**WHAT THE TASK REQUIRES:**
The required result is one figure, the count of lines below with the string "banner" in them.

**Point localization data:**

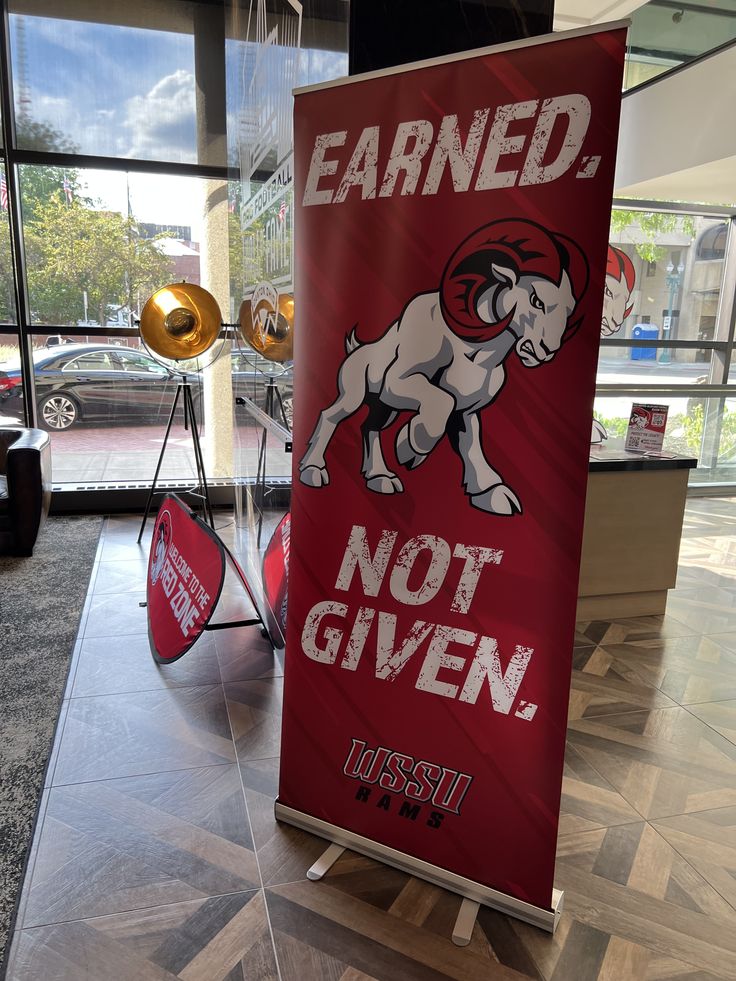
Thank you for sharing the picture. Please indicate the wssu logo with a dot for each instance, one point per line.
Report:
(398, 773)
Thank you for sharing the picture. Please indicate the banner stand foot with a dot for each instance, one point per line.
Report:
(325, 862)
(474, 893)
(463, 929)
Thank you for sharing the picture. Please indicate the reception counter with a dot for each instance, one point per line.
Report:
(633, 524)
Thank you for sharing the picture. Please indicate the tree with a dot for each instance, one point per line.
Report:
(653, 224)
(72, 249)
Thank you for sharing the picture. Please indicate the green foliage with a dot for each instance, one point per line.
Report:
(71, 248)
(615, 427)
(653, 224)
(694, 423)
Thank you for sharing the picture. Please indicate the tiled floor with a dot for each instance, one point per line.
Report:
(158, 856)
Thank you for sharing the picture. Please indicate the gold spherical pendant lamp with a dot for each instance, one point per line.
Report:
(180, 321)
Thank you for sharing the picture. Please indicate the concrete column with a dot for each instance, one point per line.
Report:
(217, 443)
(209, 67)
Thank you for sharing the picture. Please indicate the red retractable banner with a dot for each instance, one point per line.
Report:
(452, 232)
(186, 570)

**ANSWER SECTION:**
2